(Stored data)
##########

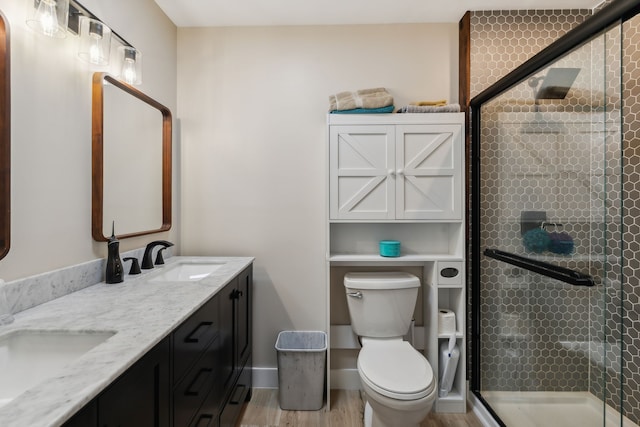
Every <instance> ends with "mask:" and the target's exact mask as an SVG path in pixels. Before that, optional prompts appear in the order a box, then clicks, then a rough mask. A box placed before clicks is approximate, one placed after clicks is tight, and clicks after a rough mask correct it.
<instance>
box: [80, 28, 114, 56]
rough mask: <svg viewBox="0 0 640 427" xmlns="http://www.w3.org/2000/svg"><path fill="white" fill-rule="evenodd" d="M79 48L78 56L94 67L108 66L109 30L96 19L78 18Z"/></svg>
mask: <svg viewBox="0 0 640 427" xmlns="http://www.w3.org/2000/svg"><path fill="white" fill-rule="evenodd" d="M78 36H79V37H80V47H79V50H78V56H79V57H80V59H82V60H83V61H85V62H88V63H90V64H94V65H107V64H109V55H110V53H111V29H110V28H109V27H107V26H106V25H104V24H103V23H102V22H100V21H99V20H97V19H94V18H89V17H88V16H81V17H80V31H79V32H78Z"/></svg>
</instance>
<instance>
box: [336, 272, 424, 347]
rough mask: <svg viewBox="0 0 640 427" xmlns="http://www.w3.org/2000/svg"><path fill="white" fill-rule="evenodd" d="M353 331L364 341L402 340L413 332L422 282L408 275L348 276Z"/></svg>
mask: <svg viewBox="0 0 640 427" xmlns="http://www.w3.org/2000/svg"><path fill="white" fill-rule="evenodd" d="M344 287H345V291H346V295H347V305H348V306H349V316H350V317H351V329H353V331H354V332H355V333H356V334H357V335H359V336H364V337H375V338H385V337H386V338H392V337H401V336H403V335H405V334H406V333H407V332H408V331H409V326H410V325H411V319H412V317H413V311H414V310H415V306H416V299H417V297H418V288H419V287H420V279H418V278H417V277H416V276H414V275H413V274H409V273H405V272H357V273H347V274H345V276H344Z"/></svg>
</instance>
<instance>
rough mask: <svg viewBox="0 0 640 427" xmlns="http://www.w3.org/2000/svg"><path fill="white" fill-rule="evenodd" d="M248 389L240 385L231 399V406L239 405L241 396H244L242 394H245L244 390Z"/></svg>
mask: <svg viewBox="0 0 640 427" xmlns="http://www.w3.org/2000/svg"><path fill="white" fill-rule="evenodd" d="M246 388H247V386H246V385H244V384H238V386H237V387H236V389H235V390H234V391H233V396H231V399H229V405H237V404H238V403H240V396H242V393H244V389H246Z"/></svg>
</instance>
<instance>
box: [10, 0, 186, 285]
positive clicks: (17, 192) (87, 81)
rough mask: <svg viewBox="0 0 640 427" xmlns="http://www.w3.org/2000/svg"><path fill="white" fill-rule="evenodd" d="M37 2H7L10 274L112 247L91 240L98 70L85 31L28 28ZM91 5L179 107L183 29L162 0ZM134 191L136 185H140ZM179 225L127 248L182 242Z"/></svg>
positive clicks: (95, 3) (150, 95) (85, 2)
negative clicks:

##########

= EXERCISE DIRECTIONS =
Return every entry unchanged and skip the pictures.

= ANSWER BELOW =
Every <instance> ends with "mask:" and the target's exact mask as an SVG path in pixels. Before that, optional prompts appear in the order a box, then clicks, then a rough mask. A box placed before clicks is approximate, one placed after clicks is tight, and clicks after a rough mask correct it.
<instance>
box: [80, 28, 114, 56]
rough mask: <svg viewBox="0 0 640 427" xmlns="http://www.w3.org/2000/svg"><path fill="white" fill-rule="evenodd" d="M79 48L78 56L94 67L108 66L109 30L96 19L78 18Z"/></svg>
mask: <svg viewBox="0 0 640 427" xmlns="http://www.w3.org/2000/svg"><path fill="white" fill-rule="evenodd" d="M78 36H79V37H80V47H79V50H78V56H79V57H80V59H82V60H83V61H85V62H88V63H90V64H94V65H107V64H109V55H110V53H111V29H110V28H109V27H107V26H106V25H104V24H103V23H102V22H100V21H99V20H97V19H94V18H89V17H88V16H81V17H80V31H79V32H78Z"/></svg>
</instance>
<instance>
box: [336, 272, 424, 347]
rough mask: <svg viewBox="0 0 640 427" xmlns="http://www.w3.org/2000/svg"><path fill="white" fill-rule="evenodd" d="M353 331L364 341L402 340L413 332L422 282L408 275L348 276Z"/></svg>
mask: <svg viewBox="0 0 640 427" xmlns="http://www.w3.org/2000/svg"><path fill="white" fill-rule="evenodd" d="M344 287H345V291H346V295H347V305H348V306H349V316H350V317H351V329H353V331H354V332H355V333H356V334H357V335H359V336H364V337H375V338H385V337H386V338H392V337H401V336H403V335H405V334H406V333H407V332H408V331H409V326H410V325H411V319H412V317H413V311H414V310H415V306H416V299H417V297H418V288H419V287H420V279H418V278H417V277H416V276H414V275H413V274H409V273H405V272H357V273H347V274H345V276H344Z"/></svg>
</instance>
<instance>
rough mask: <svg viewBox="0 0 640 427" xmlns="http://www.w3.org/2000/svg"><path fill="white" fill-rule="evenodd" d="M248 389L240 385L231 399V406L239 405L241 396H244L242 394H245L244 390Z"/></svg>
mask: <svg viewBox="0 0 640 427" xmlns="http://www.w3.org/2000/svg"><path fill="white" fill-rule="evenodd" d="M246 388H247V386H246V385H244V384H238V386H237V387H236V389H235V390H234V391H233V396H231V399H229V405H237V404H238V403H240V396H242V393H244V389H246Z"/></svg>
</instance>
<instance>
box: [10, 0, 186, 285]
positive clicks: (17, 192) (87, 81)
rough mask: <svg viewBox="0 0 640 427" xmlns="http://www.w3.org/2000/svg"><path fill="white" fill-rule="evenodd" d="M37 2H7L10 274L112 247L91 240L98 70L85 31L28 28ZM91 5L179 107L183 29L162 0ZM134 191L136 185H140ZM179 225L127 248L182 242Z"/></svg>
positive clicks: (95, 3) (150, 95) (85, 2)
negative clicks:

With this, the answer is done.